- What you should do: Reproduce the listing below verbatim, beginning at the line that contains "Could you point out the stone wall coping" and stopping after the line that contains "(1047, 649)".

- Available data:
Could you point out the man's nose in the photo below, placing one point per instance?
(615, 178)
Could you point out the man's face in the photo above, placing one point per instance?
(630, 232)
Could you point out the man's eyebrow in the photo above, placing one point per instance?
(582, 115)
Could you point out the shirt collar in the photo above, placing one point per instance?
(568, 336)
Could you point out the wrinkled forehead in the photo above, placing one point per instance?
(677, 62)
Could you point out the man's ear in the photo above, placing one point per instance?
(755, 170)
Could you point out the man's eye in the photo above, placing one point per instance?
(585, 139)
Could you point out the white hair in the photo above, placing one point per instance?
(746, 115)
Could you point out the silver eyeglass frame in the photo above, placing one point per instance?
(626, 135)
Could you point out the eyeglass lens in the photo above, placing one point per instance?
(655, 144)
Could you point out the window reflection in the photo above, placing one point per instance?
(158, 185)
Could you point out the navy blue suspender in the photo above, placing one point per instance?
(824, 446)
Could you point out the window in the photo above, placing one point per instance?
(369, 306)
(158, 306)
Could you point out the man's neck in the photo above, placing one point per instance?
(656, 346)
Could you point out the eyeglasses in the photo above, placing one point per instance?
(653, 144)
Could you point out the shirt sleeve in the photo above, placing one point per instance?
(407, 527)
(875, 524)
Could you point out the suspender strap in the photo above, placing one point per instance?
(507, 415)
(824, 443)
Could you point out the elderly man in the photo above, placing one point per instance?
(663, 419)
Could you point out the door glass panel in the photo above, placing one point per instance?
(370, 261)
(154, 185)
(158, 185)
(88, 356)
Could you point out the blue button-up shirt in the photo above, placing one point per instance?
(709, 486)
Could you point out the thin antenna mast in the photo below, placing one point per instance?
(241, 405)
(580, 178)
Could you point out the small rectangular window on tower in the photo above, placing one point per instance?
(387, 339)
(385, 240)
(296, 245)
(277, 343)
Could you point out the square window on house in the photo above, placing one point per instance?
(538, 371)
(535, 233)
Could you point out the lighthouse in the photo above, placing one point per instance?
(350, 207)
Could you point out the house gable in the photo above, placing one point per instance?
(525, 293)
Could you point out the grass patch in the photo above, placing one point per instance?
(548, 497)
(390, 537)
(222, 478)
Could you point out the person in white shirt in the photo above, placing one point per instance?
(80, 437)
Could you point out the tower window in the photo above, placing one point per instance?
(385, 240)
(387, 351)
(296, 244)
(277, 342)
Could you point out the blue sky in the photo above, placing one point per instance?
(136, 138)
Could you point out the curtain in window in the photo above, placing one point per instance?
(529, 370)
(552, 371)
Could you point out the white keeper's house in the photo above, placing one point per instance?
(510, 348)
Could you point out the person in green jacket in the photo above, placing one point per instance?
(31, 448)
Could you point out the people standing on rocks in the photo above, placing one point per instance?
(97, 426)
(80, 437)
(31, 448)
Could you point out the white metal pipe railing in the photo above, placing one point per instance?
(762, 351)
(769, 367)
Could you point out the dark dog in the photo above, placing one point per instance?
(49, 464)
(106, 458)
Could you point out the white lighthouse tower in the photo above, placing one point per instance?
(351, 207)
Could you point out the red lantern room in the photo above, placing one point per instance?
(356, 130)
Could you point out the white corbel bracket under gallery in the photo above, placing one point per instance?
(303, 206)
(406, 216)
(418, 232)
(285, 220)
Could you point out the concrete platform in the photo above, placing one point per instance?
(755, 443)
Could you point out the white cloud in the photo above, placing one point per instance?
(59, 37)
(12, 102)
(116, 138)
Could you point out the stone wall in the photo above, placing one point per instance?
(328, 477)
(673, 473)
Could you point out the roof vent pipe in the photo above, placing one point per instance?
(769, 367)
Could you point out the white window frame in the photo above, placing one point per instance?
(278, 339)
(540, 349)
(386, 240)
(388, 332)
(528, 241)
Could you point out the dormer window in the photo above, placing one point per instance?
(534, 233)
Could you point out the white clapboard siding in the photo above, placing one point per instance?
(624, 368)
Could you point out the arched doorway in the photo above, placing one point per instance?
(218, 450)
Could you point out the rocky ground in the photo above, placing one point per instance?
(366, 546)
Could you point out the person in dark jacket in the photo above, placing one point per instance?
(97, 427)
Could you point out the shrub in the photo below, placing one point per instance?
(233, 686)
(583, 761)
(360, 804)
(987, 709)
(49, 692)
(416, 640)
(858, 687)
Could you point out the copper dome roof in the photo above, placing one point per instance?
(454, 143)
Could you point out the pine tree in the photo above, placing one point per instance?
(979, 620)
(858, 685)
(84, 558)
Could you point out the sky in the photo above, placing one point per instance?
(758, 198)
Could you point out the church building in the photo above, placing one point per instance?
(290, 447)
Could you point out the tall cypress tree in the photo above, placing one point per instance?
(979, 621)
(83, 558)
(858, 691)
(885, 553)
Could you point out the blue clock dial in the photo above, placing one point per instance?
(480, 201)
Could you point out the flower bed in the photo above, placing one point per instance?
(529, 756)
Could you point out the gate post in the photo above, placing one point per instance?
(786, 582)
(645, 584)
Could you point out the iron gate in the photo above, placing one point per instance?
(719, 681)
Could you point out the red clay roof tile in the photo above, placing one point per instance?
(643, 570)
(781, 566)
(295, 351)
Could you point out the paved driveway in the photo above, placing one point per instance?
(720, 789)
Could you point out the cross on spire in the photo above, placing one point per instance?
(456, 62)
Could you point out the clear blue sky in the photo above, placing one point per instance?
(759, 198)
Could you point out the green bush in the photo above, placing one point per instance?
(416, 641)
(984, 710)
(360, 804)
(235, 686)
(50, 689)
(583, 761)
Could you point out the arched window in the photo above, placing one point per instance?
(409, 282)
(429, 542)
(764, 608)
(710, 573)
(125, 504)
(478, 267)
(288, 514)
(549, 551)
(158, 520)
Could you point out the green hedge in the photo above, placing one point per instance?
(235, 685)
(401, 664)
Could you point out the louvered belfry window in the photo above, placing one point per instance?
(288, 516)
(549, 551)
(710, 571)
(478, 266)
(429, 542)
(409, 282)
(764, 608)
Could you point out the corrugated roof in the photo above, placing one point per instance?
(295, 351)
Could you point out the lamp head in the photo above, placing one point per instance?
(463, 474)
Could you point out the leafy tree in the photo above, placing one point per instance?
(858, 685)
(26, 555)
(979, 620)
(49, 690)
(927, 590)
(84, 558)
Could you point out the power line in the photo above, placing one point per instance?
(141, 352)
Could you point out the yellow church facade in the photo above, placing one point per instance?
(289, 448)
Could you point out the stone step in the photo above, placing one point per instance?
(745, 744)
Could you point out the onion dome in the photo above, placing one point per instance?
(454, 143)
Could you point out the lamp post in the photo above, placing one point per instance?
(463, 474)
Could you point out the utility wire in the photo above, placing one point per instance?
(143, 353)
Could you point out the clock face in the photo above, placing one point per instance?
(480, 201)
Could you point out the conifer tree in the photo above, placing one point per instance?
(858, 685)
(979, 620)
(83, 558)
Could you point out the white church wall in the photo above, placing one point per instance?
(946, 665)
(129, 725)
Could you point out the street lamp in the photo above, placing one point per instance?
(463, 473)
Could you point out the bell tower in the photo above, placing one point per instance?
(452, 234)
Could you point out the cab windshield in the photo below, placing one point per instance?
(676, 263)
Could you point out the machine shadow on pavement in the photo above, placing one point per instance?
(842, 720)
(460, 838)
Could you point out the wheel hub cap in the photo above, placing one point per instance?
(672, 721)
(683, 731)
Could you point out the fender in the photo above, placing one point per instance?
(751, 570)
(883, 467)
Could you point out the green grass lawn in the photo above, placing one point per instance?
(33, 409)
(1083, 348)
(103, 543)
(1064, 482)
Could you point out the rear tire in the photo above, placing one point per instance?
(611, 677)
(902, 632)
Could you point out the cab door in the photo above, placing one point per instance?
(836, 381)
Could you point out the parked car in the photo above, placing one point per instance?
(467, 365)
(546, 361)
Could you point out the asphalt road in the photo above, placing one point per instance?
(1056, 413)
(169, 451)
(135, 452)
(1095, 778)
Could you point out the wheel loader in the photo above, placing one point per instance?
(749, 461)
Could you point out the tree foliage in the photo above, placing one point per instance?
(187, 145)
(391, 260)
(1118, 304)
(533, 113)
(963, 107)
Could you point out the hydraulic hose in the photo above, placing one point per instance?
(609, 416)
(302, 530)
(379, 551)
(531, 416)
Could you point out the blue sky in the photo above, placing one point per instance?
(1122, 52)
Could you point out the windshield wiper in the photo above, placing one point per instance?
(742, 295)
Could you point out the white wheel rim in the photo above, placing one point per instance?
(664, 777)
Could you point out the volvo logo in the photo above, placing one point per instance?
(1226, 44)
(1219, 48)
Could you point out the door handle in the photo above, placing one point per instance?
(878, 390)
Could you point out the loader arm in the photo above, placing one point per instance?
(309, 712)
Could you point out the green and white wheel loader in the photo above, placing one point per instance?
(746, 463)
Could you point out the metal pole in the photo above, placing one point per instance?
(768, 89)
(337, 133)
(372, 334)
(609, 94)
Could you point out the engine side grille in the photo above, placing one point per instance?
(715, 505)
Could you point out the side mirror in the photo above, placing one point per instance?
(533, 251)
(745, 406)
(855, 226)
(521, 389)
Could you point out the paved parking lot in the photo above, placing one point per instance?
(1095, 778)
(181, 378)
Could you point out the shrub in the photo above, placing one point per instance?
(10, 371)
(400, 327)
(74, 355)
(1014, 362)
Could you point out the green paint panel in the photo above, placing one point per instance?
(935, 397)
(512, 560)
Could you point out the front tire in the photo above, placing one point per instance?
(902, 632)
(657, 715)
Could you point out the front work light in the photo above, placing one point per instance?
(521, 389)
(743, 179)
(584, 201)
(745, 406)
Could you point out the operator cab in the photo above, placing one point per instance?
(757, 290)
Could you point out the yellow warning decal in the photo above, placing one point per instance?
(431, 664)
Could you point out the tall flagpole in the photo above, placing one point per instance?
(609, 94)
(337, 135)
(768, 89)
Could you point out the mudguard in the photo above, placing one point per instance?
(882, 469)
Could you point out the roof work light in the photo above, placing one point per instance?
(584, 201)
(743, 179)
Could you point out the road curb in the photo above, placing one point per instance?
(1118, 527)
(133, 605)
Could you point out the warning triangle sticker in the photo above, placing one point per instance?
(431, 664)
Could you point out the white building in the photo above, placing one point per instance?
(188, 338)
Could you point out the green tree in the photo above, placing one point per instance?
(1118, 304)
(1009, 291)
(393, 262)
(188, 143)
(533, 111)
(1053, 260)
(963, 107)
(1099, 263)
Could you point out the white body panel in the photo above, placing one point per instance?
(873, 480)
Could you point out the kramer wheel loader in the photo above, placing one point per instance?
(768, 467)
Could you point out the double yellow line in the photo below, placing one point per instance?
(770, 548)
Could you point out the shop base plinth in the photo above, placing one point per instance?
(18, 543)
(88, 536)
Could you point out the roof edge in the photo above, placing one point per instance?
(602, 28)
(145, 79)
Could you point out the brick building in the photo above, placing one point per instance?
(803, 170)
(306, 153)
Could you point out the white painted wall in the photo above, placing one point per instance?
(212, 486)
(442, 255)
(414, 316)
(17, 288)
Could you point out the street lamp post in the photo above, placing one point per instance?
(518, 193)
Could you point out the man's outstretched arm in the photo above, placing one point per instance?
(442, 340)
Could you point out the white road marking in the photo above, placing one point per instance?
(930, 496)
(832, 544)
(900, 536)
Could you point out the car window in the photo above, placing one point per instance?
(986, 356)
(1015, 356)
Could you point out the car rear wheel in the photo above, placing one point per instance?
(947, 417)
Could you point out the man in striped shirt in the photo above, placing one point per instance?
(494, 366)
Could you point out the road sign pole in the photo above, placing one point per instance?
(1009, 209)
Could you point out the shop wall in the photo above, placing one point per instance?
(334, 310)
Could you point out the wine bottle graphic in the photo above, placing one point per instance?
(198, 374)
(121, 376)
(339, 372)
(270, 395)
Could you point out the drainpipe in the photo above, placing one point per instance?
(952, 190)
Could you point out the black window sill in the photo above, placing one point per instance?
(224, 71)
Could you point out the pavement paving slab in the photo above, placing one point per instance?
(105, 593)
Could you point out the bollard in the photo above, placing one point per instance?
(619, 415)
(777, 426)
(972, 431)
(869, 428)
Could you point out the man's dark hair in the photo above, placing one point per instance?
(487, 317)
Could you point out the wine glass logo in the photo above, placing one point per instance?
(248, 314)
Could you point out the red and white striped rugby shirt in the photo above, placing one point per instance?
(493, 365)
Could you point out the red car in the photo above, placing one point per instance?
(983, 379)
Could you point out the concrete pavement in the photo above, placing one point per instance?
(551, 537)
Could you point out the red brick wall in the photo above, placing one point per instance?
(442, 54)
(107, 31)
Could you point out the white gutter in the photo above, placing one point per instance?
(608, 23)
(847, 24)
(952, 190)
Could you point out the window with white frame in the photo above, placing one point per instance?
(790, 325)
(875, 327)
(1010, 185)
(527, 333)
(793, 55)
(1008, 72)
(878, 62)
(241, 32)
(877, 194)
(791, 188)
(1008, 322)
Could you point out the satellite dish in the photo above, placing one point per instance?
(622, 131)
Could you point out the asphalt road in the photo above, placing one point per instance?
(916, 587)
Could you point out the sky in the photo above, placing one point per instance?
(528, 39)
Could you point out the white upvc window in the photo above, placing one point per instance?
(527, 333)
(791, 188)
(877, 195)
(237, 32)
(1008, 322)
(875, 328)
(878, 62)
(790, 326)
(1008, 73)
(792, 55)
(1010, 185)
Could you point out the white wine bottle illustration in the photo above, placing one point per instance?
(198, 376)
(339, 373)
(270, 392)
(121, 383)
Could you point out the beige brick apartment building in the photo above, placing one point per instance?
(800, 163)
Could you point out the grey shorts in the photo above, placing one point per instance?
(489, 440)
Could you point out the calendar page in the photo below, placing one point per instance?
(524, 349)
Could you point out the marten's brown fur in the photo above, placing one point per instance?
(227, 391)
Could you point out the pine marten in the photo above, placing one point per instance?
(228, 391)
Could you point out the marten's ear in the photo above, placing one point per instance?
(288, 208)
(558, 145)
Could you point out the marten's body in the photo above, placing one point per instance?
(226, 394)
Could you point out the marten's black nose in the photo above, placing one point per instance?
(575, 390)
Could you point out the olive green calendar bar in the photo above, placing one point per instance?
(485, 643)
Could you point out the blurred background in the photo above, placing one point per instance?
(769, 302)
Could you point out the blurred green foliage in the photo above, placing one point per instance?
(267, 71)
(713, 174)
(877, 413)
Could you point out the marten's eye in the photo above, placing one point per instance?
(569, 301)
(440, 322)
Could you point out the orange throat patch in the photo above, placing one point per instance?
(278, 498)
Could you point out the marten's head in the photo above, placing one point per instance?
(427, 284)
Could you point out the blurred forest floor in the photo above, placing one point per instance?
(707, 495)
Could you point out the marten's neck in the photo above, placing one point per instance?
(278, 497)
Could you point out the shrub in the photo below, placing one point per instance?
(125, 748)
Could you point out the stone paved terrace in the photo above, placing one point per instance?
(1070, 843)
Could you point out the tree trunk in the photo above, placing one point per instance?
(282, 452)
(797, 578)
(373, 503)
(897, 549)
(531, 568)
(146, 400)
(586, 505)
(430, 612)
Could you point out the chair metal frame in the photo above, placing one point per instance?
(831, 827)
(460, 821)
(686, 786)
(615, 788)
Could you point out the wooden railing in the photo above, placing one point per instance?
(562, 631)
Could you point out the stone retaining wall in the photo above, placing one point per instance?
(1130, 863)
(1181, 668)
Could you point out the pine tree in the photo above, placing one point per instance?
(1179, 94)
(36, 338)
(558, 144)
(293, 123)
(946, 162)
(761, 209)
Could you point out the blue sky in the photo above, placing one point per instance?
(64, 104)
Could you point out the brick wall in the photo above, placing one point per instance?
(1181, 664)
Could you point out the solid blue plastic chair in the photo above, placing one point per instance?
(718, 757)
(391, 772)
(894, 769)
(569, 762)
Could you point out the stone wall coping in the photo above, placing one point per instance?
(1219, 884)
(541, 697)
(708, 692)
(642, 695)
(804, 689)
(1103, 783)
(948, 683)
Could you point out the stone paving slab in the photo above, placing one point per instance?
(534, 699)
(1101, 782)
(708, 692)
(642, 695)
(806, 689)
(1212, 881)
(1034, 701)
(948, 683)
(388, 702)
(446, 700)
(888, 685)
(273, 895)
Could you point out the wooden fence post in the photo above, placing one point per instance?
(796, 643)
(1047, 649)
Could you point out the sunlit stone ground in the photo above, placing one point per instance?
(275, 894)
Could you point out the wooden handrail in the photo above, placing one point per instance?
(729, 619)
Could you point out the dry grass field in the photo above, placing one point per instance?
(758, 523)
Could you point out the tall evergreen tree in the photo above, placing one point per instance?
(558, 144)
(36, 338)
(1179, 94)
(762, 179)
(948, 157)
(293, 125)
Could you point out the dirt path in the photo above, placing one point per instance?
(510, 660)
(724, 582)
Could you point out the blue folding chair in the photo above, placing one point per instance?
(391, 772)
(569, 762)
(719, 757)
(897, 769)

- Written answer:
Could you point out the stone wall coping in the photo above, placing one point per instance?
(1219, 884)
(541, 697)
(708, 692)
(642, 695)
(804, 689)
(1103, 783)
(948, 683)
Could you point out the stone paving slab in the photo above, placing one point per instance?
(534, 699)
(1101, 782)
(708, 692)
(642, 695)
(806, 689)
(1212, 881)
(1034, 701)
(948, 683)
(388, 702)
(446, 700)
(888, 685)
(273, 895)
Could you point out the wooden fence post in the photo above, placing one point per instance?
(796, 643)
(1047, 649)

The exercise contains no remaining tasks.